··· Data lines ···

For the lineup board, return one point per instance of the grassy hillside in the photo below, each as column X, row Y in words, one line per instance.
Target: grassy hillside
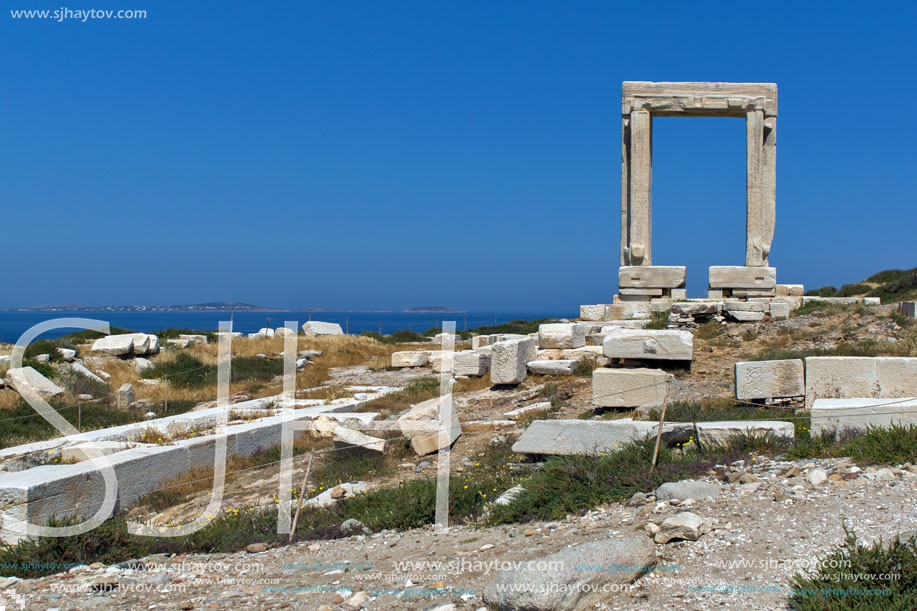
column 890, row 285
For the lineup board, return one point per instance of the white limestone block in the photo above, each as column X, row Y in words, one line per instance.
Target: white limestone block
column 67, row 354
column 125, row 396
column 78, row 368
column 27, row 378
column 651, row 276
column 780, row 310
column 561, row 335
column 742, row 277
column 479, row 341
column 354, row 443
column 744, row 316
column 908, row 308
column 631, row 388
column 471, row 363
column 315, row 328
column 790, row 290
column 769, row 379
column 897, row 376
column 558, row 367
column 657, row 344
column 409, row 358
column 569, row 437
column 420, row 425
column 114, row 345
column 509, row 360
column 832, row 377
column 592, row 312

···

*Aim of the task*
Copy all of the data above line for line, leaving out the pictures.

*Answer below*
For the lineup board, return one point per instance of the grassy hillside in the photo below, each as column X, row Y in words, one line per instance.
Target: grassy hillside
column 890, row 285
For the lineup board, return one point per instance of the white limestone block in the photo above, each as column X, row Y in words, one line per instance.
Target: white limestone block
column 67, row 354
column 125, row 396
column 78, row 368
column 27, row 378
column 651, row 276
column 780, row 310
column 561, row 335
column 742, row 277
column 479, row 341
column 354, row 443
column 744, row 316
column 908, row 308
column 631, row 388
column 471, row 363
column 315, row 328
column 790, row 290
column 769, row 379
column 897, row 376
column 558, row 367
column 657, row 344
column 409, row 358
column 569, row 437
column 420, row 425
column 114, row 345
column 509, row 360
column 832, row 377
column 592, row 312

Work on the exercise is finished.